[BEGIN]

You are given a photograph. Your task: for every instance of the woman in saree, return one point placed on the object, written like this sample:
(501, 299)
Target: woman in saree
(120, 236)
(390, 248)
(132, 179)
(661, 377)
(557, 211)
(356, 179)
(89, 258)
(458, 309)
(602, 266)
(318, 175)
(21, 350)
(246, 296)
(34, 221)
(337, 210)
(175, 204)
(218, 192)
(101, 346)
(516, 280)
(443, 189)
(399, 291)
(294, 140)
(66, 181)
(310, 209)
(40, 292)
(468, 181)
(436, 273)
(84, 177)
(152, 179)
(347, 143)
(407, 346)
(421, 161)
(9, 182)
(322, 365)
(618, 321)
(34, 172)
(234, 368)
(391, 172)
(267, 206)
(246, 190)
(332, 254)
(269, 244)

[END]

Exercise requirements
Rewrite the data above with every occurrence of "saree" changed to "sari", keeping everything else unchanged.

Solution to this task
You are given a photograph. Your task: for every instance of the woman in sari, return one point placed on the object, written like this sample:
(501, 299)
Target: woman in sari
(120, 236)
(390, 248)
(132, 179)
(661, 377)
(557, 211)
(356, 179)
(89, 258)
(458, 309)
(602, 266)
(318, 175)
(21, 350)
(246, 296)
(34, 221)
(337, 210)
(175, 204)
(218, 192)
(101, 346)
(516, 280)
(443, 189)
(399, 291)
(294, 140)
(66, 181)
(310, 209)
(40, 292)
(468, 181)
(436, 273)
(84, 177)
(152, 179)
(347, 143)
(407, 346)
(421, 161)
(9, 182)
(322, 365)
(618, 321)
(34, 172)
(234, 368)
(391, 172)
(267, 206)
(246, 190)
(332, 254)
(269, 244)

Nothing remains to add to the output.